DIRECTIVE ▸ What you return should match every record exactly, with the images removed.

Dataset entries
..............................

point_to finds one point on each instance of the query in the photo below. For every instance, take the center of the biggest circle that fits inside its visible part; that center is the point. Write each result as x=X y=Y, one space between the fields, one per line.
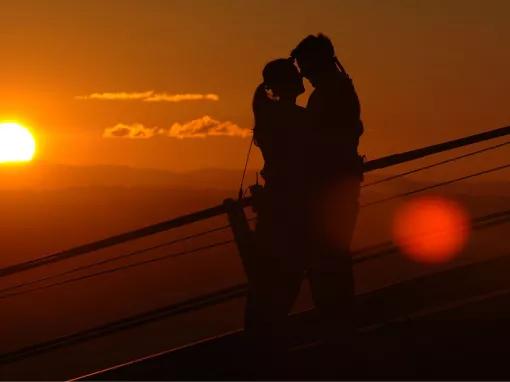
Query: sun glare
x=431 y=229
x=17 y=144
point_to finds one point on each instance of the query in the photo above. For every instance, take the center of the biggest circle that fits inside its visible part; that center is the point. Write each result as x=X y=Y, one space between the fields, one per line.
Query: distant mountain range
x=47 y=176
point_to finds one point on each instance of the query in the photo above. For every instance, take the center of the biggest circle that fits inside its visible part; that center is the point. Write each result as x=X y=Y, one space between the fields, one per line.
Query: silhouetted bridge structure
x=451 y=324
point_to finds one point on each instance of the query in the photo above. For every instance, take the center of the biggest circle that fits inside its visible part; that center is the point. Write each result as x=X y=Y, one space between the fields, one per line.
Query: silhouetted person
x=335 y=171
x=277 y=266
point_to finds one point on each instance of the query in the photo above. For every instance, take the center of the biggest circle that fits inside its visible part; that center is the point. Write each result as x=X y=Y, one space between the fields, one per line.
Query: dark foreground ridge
x=449 y=325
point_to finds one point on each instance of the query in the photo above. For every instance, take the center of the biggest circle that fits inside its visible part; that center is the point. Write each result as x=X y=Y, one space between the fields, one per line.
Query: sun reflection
x=431 y=229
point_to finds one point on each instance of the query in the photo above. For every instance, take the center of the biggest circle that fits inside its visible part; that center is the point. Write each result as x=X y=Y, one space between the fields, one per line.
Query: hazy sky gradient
x=425 y=71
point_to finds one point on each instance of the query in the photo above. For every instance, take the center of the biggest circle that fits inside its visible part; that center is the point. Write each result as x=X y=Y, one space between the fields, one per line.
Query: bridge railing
x=230 y=207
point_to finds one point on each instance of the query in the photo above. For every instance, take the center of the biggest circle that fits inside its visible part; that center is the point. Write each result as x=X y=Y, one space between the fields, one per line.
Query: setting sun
x=16 y=143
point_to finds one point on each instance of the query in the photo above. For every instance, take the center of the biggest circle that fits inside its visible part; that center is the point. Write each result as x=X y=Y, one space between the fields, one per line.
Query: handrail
x=214 y=298
x=379 y=163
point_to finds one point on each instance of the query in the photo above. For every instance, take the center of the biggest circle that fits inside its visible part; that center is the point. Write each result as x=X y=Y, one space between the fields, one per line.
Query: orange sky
x=425 y=71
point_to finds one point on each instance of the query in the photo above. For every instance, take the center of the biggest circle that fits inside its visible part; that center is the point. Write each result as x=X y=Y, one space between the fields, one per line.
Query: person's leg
x=273 y=283
x=331 y=274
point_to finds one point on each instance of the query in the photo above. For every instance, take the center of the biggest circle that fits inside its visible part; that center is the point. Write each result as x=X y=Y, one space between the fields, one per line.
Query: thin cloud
x=148 y=96
x=163 y=97
x=202 y=127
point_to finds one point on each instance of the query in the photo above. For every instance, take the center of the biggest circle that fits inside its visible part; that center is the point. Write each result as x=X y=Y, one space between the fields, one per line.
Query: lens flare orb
x=16 y=143
x=431 y=229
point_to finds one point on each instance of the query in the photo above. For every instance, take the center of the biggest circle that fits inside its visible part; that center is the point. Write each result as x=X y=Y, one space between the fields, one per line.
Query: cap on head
x=319 y=48
x=282 y=76
x=279 y=72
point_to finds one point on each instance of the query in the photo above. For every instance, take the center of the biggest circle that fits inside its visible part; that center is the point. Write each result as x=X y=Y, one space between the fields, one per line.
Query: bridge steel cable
x=450 y=181
x=450 y=160
x=115 y=269
x=372 y=165
x=204 y=301
x=110 y=260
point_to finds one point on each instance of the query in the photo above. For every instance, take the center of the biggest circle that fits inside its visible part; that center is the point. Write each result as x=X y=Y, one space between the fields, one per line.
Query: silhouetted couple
x=308 y=209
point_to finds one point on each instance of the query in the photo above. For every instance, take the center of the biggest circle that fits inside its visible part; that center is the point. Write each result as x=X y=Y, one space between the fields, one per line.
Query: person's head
x=315 y=55
x=283 y=79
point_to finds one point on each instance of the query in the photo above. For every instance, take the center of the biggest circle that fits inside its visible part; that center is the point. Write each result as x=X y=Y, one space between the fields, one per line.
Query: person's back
x=336 y=172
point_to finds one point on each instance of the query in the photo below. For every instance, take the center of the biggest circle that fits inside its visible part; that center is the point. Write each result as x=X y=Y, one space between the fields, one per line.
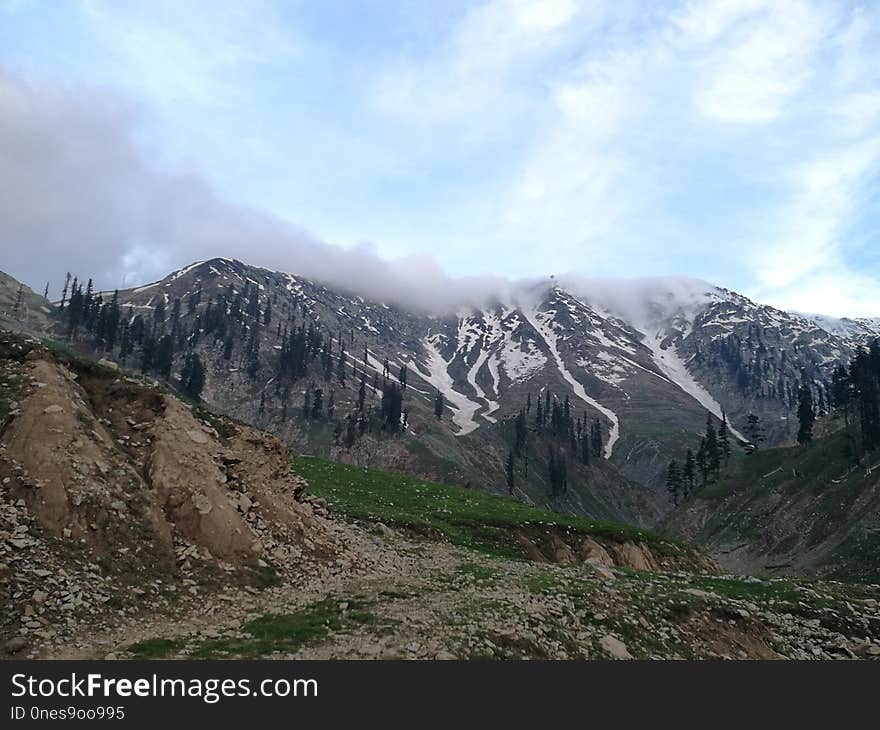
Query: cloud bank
x=78 y=194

..............................

SOLUTION BELOW ▸
point_to finds one point on each instance of the query in the photo below. For every instance, take the center of the biggest circle that fits inside its visible part; that center is the point. Write each result as x=X y=Y, one space between the fields, one per line.
Query: sun glare
x=431 y=229
x=17 y=144
point_to finds one point on each instance of the query in the photo above. For every instance, take the center of the biggest circle that fits inside its visible part; that center is the point. Write each result as x=X y=Y, one space between the fields, one per line.
Query: distant mountain range
x=47 y=176
point_to finds one point on each instance of the query in the photo above. For every instance, take the center of the biggest circle that fits inside its visible part; that center is the point. Write each result as x=X y=Y, one space between the fields, one per line.
Query: silhouetted bridge structure
x=451 y=324
point_to finds one point on each instance of the query in the photo above. For every instance, take the center of the biggest circle that fits inside its visible part; that center is the point. Write each result as x=X y=Y, one space between the fields, one per line.
Query: silhouetted person
x=335 y=171
x=277 y=266
point_to finds one point on each instance of the query in the photo above. For every instance, take the center of the biggest circle that fits inside its visible part; that center is the point. Write each result as x=X y=Y, one space between the fields, one per line.
Query: dark foreground ridge
x=449 y=325
point_to finds one point on each instance of the query in the photo above. For every instance, take the center of the biggest circle that fits inside its visible part; that center is the point. Write each result as x=X y=Y, one space between the fields, one per line.
Query: sun reflection
x=431 y=229
point_to finds one point on each instance of the query in the photo above. For every instance, take the center of the biggest circle that fits inside its visible part; that center is the point. Write each result as x=X y=Y, one space between the fields, one per line.
Query: hazy sky gradient
x=425 y=71
point_to finds one point on each instance of the query in the photo above. For every instance, take the center of the biggest circle that fits inside its visible part; that center is the point. Write each result as x=X y=Y, one space between the fields, one per line.
Query: bridge railing
x=230 y=207
point_to finds one point on each instance of the query in the photo above. For every instance, take the center of the biggest circle that fits inside its visible part; that center is the point. Write each result as x=X y=Y, one space between the fields, one per line.
Query: setting sun
x=16 y=143
point_to finds one point on each instance of the query in the photo above. For every instance, take the center of the biggest circle that fits inside its visible part; that center is the point. Write each result as x=X y=Y, one space between the fields, one per line.
Query: handrail
x=214 y=298
x=379 y=163
point_to finds one point on each instance of the query in the photo above. For every instance, take the center of the biggest circle that fits inside its visible part; that center is the point. Write each result as x=X y=Y, one space between the fields, one per line.
Query: orange sky
x=425 y=71
point_to finds one point on each instance of the query in the photo above. For every instance, take the center of the biggest circle that fits inside its visible part; that center is the point. Write each result as x=X y=Y, one space between the fields, one per line.
Query: person's leg
x=273 y=283
x=331 y=274
point_to finds one point on each instance of the query in the photo above. For every instance, take the center of the biggest circle that fits inside its visible part; that center is the point. Write each result as x=X y=Y, one space between the fields, one per line.
Query: thin cloud
x=148 y=96
x=163 y=97
x=202 y=127
point_to finds one point on each instance of the query in the photo above. For every instance, take the center of the biggest circle that fits inside its visible part; that center is the point. Write each result as x=X y=Y, one space between the fields, one per line.
Query: lens flare orb
x=16 y=143
x=431 y=229
point_to finds one point on each instance of the query in the photo above. For every instance, take the center of the biggest circle that fits inside its visible part; that center is the point. Write each result as x=X y=Y, one space between the fields, one per line.
Query: cap on head
x=319 y=48
x=282 y=76
x=279 y=72
point_to finds one point on each instance of the query in the photo above. For every instance, take the center of the biggest circle that fits inside its visible part; that center is the point. Write each result as x=X y=Y, one space between the fields, one per line.
Query: bridge steel cable
x=450 y=181
x=450 y=160
x=115 y=269
x=372 y=165
x=204 y=301
x=110 y=260
point_to finds one point on each instance of the query in the photo above. For every instance, take the center of the biggest circle that fits inside its visible part; that center is the point. Write each result as x=X y=Y, one space between the fields, one per line.
Query: silhouetted couple
x=308 y=209
point_to finds one point on each instance of the query in the photo above. For every instance, take the center of the biggest circle that fits inside its visible part; that center is the point. Write each result as x=X y=Y, one space between the fields, one per line.
Query: person's head
x=315 y=55
x=283 y=79
point_to finds one point on each instance of the query in the photo above. For every instance, take the center of the biggest circle that fits inside its visible part; that center is the point. Write each result as x=X y=Y, one space between the fields, one per line.
Query: person's back
x=336 y=172
point_to finds one point on each instance of the query in the photo below. For every instance, take the center of the biggest circle that fits inside its visible part; that center is the point. Write each result as x=X y=Y, one space between the fields, one per line.
Query: cloud bank
x=78 y=194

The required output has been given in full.